>> begin
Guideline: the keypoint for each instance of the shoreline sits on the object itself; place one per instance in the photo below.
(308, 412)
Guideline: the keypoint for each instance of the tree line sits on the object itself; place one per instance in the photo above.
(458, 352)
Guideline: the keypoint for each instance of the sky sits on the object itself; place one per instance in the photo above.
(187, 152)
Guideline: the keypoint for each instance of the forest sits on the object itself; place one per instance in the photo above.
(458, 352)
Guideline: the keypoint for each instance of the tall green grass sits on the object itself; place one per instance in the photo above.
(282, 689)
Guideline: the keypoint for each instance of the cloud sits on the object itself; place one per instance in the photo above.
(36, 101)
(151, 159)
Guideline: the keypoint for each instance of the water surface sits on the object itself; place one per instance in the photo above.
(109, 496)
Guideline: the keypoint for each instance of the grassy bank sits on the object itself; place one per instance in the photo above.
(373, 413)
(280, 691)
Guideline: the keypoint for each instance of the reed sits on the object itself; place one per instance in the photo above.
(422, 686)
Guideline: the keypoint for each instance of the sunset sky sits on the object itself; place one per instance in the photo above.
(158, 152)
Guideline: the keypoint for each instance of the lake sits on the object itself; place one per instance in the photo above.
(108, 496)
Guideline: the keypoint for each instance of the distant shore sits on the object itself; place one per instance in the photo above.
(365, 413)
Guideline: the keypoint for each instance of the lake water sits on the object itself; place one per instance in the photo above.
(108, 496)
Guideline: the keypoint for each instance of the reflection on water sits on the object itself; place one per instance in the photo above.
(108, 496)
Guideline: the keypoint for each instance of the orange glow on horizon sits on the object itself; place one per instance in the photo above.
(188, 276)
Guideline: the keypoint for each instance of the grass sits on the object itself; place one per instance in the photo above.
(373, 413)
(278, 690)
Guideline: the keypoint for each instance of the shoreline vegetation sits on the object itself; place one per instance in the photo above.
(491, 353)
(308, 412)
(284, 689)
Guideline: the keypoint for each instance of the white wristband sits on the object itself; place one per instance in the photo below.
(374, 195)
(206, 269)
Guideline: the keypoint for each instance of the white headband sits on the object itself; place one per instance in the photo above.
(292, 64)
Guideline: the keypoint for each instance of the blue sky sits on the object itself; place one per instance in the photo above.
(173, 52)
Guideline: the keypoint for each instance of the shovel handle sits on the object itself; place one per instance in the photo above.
>> end
**What the task asks**
Copy every row above word for word, with no changes.

**Result**
Guideline: the keypoint for each instance of the shoreline sits on the object itself; place one per instance in the photo below.
(308, 412)
Guideline: the keypoint for each instance of the tree line sits on the object itself; place one per instance in the photo above.
(458, 352)
Guideline: the keypoint for each instance of the sky sits on the object itself; place one per instance in the photo above.
(187, 152)
Guideline: the keypoint for each instance of the forest sits on the object itself; place one per instance in the photo above.
(458, 352)
Guideline: the keypoint for each instance of the tall green grass sits on the object itself; place one per instance in the photo above.
(282, 689)
Guideline: the keypoint for each instance of the cloud sits on the object itself; place one per instance in the photo above.
(36, 101)
(151, 159)
Guideline: the keypoint for each instance of the water surface sits on the object itself; place one per instance in the photo above.
(109, 496)
Guideline: the keypoint for each instance of the grassy bank sits on the object itself; place one per instance in the photo above.
(373, 413)
(280, 691)
Guideline: the keypoint for each instance of the reed sits on the object itself; place one per instance in the photo above.
(422, 686)
Guideline: the keypoint for each instance of the sunset sky sits on the object itself; place one per instance in the photo above.
(158, 152)
Guideline: the keypoint for each instance of the lake sits on the object itself; place one per instance in the photo above.
(108, 496)
Guideline: the keypoint for each instance of the distant shore sits on the object itself; place one per instance in the photo above.
(365, 413)
Guideline: the keypoint for each instance of the lake water sits on the object itself; place one per instance in the photo above.
(108, 496)
Guideline: the keypoint for each instance of the reflection on water sits on the object itself; place one per instance in the photo above.
(108, 496)
Guideline: the keypoint for each instance of the orange glow on horizon sits on the object itself; place one per instance in the photo above.
(188, 276)
Guideline: the keypoint for each instance of the grass sits on the object itself; place one per instance in the photo above.
(373, 413)
(278, 690)
Guideline: the keypoint for each instance of the shoreline vegetation sits on the object itself; place one per instance in the photo above.
(491, 353)
(308, 412)
(284, 689)
Guideline: the keypoint for each instance of the white wristband sits on the object itself; place one per instance in the photo below.
(374, 195)
(206, 269)
Guideline: the keypoint for each instance of the white headband sits on the object itself; place one per instance in the photo above.
(292, 64)
Guideline: the keypoint for each instance of the blue sky sits on the object itself; place one per instance in the photo above.
(173, 52)
Guideline: the keypoint for each instance of the shovel handle sits on the object itself; place one per instance in the photo above.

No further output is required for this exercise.